> _Document passage_:
───

Ganesh Ganjhu was the member of Jharkhand Legislative Assembly from Simaria. In the 2014 general election, he was elected as MLA of Simaria as Jharkhand Vikas Morcha (Prajatantrik) candidate. In February 2015, he switched sides and joined the Bharatiya Janata Party with other five MLA's including Randhir Kumar Singh, Amar Kumar Bauri, Janki Prasad Yadav, Alok Kumar Chourasia and Navin Jaiswal from JVM(P).

Early life and family
Ganesh Ganjhu was born in Lutto village of Chatra district. He is son of Panchu Ganjhu. His brother Brajesh Ganjhu is supremo of banned Maoist organisation Tritiya Prastuti Committee(TPC).

───

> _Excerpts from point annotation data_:
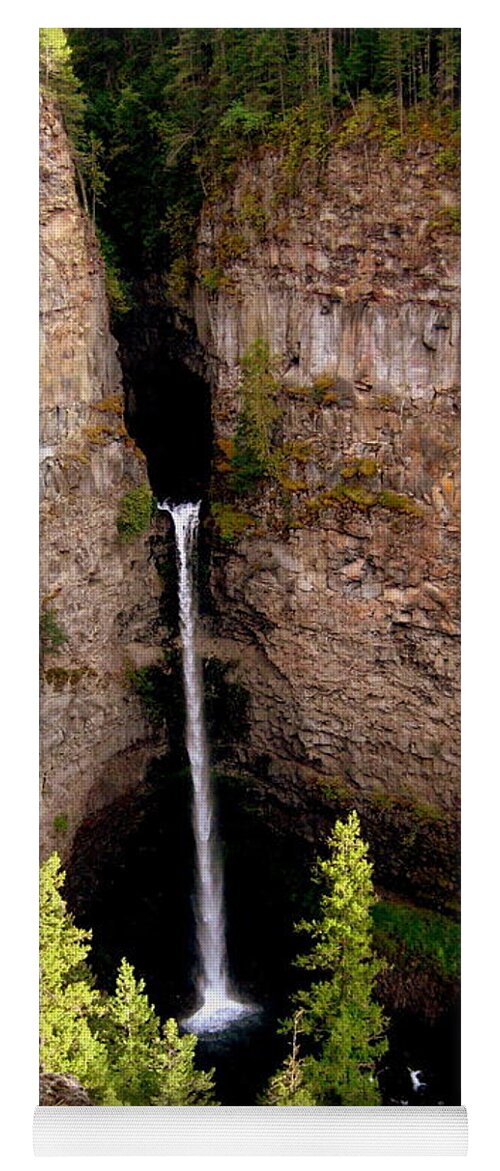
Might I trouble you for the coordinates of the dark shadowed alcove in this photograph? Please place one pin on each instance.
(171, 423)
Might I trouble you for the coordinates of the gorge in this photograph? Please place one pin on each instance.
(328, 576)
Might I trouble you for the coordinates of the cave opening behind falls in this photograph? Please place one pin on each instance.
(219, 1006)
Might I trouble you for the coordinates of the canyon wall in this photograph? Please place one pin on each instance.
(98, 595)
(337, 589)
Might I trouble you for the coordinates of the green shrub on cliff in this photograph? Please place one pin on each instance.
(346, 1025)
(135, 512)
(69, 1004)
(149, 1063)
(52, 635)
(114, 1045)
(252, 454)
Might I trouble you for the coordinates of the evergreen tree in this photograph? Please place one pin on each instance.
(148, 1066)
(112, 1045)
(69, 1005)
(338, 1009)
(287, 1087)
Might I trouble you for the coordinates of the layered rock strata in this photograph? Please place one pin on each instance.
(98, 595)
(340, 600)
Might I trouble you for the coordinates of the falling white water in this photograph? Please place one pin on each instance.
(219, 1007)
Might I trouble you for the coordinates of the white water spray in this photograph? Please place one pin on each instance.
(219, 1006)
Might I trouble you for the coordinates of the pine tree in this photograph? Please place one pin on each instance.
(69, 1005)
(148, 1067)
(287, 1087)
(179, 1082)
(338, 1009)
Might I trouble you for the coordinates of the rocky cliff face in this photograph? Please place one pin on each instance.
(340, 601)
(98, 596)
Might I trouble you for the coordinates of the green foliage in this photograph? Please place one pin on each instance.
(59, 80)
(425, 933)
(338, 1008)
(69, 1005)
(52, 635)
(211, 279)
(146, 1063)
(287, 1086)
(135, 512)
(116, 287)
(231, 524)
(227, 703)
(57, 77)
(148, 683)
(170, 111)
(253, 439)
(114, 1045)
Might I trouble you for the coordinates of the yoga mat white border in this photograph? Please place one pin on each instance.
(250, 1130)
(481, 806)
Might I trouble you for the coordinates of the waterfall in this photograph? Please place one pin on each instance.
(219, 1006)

───

> _List of tasks_:
1 – Decide whether each statement below agrees with the passage on Ganesh Ganjhu, answering yes or no and quoting the deciding words: (a) He won the 2014 election in Simaria as a Bharatiya Janata Party candidate. (b) He was born in Lutto village of Chatra district. (c) His father is Panchu Ganjhu.
2 – According to the passage on Ganesh Ganjhu, in what month and year did he join the Bharatiya Janata Party?
3 – Extend the passage on Ganesh Ganjhu, picking up after its final sentence.

> _Answers for this exercise_:
1 –
(a) No: "he was elected as MLA of Simaria as Jharkhand Vikas Morcha (Prajatantrik) candidate"
(b) Yes: "Ganesh Ganjhu was born in Lutto village of Chatra district"
(c) Yes: "He is son of Panchu Ganjhu"

2 – February 2015

3 –
Career
He is an agriculturist and a social worker. In 2009 he contested election in the ticket of Jharkhand Vikas Morcha (Prajatantrik), but lost. Then he joined Bharatiya Janata Party but could not get ticket to contest election. Then again in 2014, he joined JVM, contested election from Simaria and won. Then again in 2015, he switched to BJP.

References 

Living people
Bharatiya Janata Party politicians from Jharkhand
Jharkhand MLAs 2014–2019
Year of birth missing (living people)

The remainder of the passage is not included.